▶ **EXERCISE REQUIREMENTS**
From the records below, take the lines starting at the one containing "Find the chrome" and ending at the one containing "[(109, 130)]", both included. Arrange them as a JSON list of strings with one string per line, leaving out any blank lines.

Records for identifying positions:
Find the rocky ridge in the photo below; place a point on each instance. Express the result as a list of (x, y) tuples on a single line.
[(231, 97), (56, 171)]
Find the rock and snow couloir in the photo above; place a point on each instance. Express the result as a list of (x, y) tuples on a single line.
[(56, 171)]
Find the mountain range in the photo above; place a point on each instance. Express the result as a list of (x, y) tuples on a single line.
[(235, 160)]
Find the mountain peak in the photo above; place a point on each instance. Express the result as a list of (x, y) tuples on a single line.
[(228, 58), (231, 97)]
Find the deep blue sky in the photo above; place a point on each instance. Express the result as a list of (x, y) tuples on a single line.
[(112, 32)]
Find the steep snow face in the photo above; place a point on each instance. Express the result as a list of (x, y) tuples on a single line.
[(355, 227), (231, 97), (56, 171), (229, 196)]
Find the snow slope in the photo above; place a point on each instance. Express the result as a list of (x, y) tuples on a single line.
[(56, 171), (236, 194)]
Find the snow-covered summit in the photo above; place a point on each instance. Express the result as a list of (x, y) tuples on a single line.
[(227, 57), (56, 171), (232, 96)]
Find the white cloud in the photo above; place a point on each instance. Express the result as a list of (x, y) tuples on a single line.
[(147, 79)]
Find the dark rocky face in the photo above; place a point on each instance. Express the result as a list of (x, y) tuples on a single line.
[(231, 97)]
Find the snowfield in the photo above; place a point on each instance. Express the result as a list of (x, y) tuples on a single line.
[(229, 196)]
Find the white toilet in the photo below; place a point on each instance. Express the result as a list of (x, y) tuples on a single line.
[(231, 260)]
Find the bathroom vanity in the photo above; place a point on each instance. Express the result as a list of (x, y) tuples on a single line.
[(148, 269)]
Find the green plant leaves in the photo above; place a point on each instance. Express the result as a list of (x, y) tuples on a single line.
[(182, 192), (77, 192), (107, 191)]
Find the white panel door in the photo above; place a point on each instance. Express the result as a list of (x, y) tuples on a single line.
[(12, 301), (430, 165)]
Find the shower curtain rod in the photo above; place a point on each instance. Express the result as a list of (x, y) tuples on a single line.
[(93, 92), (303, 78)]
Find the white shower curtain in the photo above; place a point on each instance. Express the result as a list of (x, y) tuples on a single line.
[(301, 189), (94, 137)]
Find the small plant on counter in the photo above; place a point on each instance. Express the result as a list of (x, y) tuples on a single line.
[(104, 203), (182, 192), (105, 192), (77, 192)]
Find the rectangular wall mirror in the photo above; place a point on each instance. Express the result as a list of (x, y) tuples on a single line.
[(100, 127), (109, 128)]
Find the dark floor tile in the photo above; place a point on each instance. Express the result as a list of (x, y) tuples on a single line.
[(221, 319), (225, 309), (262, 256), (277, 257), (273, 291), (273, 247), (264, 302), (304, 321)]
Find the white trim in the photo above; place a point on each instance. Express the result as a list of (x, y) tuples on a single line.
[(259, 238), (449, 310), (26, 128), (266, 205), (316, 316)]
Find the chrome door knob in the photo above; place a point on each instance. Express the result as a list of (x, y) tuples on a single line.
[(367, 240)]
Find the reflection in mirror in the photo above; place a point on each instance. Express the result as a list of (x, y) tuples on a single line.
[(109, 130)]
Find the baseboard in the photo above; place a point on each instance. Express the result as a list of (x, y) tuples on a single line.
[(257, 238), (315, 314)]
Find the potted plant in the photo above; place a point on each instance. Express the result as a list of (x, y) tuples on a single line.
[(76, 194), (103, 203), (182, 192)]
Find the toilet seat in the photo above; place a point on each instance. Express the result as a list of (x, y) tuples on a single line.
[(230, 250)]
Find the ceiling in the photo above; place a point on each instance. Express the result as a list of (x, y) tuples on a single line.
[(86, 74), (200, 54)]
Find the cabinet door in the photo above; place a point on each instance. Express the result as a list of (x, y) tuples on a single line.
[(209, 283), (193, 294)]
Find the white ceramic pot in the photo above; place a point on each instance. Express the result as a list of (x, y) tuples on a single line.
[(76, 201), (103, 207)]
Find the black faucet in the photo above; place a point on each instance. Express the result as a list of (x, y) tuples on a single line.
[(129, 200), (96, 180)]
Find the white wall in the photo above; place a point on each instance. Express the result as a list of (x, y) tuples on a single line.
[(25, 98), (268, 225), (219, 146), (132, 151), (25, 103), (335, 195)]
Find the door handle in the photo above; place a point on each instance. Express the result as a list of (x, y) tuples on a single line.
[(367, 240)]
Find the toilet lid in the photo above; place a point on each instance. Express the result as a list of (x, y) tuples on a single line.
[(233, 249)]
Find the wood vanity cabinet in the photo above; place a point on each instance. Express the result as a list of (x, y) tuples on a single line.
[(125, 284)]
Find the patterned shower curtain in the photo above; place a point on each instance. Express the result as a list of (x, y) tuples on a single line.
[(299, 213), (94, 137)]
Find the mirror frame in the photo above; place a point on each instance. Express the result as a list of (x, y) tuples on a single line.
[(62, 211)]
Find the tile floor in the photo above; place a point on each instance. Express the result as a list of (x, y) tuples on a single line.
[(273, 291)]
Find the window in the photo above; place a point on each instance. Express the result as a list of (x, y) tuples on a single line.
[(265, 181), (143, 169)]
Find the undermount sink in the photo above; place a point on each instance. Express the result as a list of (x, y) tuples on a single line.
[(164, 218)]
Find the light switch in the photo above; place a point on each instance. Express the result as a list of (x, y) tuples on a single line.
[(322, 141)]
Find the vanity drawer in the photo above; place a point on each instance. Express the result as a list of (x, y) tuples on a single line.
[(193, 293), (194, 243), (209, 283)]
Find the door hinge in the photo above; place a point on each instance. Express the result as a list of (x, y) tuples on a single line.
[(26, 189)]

▶ **OUTPUT FOR THIS EXERCISE**
[
  "Find the chrome door knob in the photo above; place a point on each instance. Express the result as a list of (x, y) tuples on a single line.",
  "[(367, 240)]",
  "Find the reflection in mirror in the photo above; place a point on each instance. Express the result as a list of (x, y) tuples on a single line.",
  "[(109, 130)]"
]